*Text under study*.

☆ ☆ ☆ ☆

Not a day goes by that I don’t think about her in one way, shape or form. Whether its about how proud she would be that Emily is potty training, how much she would LOVE hearing Emily say “hi” or how she would make some sort of jab about my dad and/or their marriage on the eve of their anniversary. There’s always something and today, it’s a lot of different things. Thankfully, nothing that makes me cry – at least so far (knocking on wooden-esque desk). Some days I think I’m just too involved with my own stuff to cry, which is a little sad and self-involved if you ask me. And it reminds me of how “busy” I was to not notice that her situation was a lot worse off than anyone thought it was, and I didn’t force her to go to the doctor sooner; I was always calling her out on her stuff, telling her to go to a doctor and making her go but this time, I didn’t do it until it was way too late. I live with that fact every single day, not a fun fact to live with. Maybe if I had pushed her to go sooner, or if I had gone to an appointment earlier than the one where we heard there was a tumor on her kidney, maybe she’d still be here.
And then I try to remember that if she was still here, there is a good chance she would be sick and tired and just miserable. Treatments, surgeries, experimental drugs and immunotherapies would have made her just miserable. And that’s not living. If she was here, she might be confined to a bed or so tired that she could never get out of bed except for the bare necessities. I didn’t want that then and I don’t want that now. I want her to be here, but not like that. I think that would be worse than what it was in January, which was pretty damn horrible.

☆ ☆ ☆ ☆

*Dataset excerpts*.
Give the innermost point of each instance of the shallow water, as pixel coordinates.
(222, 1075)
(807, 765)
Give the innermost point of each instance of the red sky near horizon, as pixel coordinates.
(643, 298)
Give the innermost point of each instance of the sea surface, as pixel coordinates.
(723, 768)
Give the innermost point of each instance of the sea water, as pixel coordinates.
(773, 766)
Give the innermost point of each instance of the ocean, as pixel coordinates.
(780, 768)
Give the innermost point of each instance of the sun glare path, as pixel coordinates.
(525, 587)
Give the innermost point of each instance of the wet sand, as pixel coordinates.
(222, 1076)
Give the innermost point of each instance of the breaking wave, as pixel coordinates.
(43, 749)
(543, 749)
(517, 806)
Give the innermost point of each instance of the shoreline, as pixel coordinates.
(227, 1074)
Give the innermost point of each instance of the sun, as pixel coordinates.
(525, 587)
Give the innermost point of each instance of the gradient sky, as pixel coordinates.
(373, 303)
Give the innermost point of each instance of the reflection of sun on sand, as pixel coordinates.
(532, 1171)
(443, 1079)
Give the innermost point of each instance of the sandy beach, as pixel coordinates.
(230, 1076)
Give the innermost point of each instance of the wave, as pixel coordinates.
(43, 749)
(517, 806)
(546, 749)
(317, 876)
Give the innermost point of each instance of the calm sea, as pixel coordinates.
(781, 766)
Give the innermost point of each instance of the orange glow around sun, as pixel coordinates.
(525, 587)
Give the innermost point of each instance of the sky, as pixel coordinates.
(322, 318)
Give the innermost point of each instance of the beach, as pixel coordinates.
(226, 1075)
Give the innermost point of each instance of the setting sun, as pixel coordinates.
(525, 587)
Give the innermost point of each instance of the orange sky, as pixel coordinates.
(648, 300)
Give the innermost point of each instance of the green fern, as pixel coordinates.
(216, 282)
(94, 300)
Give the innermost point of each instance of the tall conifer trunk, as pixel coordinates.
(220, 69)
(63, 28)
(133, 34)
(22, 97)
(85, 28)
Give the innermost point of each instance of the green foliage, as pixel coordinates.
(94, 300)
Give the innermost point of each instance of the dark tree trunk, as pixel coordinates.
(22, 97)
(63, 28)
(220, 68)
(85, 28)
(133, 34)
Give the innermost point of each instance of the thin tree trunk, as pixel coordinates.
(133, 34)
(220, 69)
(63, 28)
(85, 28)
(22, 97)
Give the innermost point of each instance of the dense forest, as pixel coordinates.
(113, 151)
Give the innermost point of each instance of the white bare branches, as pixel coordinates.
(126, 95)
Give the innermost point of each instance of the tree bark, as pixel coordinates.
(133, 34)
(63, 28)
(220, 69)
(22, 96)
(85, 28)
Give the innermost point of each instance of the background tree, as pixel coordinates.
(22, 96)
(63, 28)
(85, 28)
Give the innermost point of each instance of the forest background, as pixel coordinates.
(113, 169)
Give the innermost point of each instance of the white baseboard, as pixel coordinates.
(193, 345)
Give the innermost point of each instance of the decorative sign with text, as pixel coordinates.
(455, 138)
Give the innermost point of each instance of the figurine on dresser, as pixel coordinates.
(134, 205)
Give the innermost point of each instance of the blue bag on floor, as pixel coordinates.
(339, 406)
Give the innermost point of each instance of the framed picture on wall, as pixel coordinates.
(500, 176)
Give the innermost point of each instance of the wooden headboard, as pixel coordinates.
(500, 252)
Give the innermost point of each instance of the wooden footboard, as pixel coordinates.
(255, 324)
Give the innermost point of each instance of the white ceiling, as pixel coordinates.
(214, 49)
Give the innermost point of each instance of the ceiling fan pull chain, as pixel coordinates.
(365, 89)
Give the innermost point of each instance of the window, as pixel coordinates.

☆ ☆ ☆ ☆

*What you will do*.
[1] In the text about grief, where was the tumor found?
[2] Rewrite the text about grief from "And then I try" up to and including "pretty damn horrible.", swapping "January" for "March".
[3] Write what follows the last sentence of the text about grief.

*Answers for the tasks*.
[1] On her kidney.

[2]
And then I try to remember that if she was still here, there is a good chance she would be sick and tired and just miserable. Treatments, surgeries, experimental drugs and immunotherapies would have made her just miserable. And that’s not living. If she was here, she might be confined to a bed or so tired that she could never get out of bed except for the bare necessities. I didn’t want that then and I don’t want that now. I want her to be here, but not like that. I think that would be worse than what it was in March, which was pretty damn horrible.

[3]
I am grateful for days like today when I can think of her and not cry, not be so sad that I want to crawl under my desk and bawl my eyes out. These are decent days and have become more frequent lately. The only problem is that, when a bad day does hit, it hits even harder because they aren’t the norm so I’m just not ready for it to fly in out of nowhere and land square in the middle of my day, of my life. Yesterday I wasn’t prepared at all; the morning was going well, I had fun with Emily before taking her to school, she was happy to go to school, things were great. And then it all went to hell in a moment and never really rebounded. That’s the thing with bad days – they last the whole day, sometimes more but I never know. I know that I need to just go with the flow, which is hard when you’re a gigantic control freak like me, and I do my best but some days my best is nowhere good enough to withstand the waves of sadness that pound on me over and over throughout the day. I don’t know how other people do it but I know that on my bad days, I struggle to be at work and actually get anything done. Which sucks and isn’t good; I’m lucky that right now I’m not so insanely busy that I can’t slack a bit from time to time, but if this was a different time (like it will be in a few weeks) I’m not sure how to handle it. I guess I’ll just have to go with the flow, right?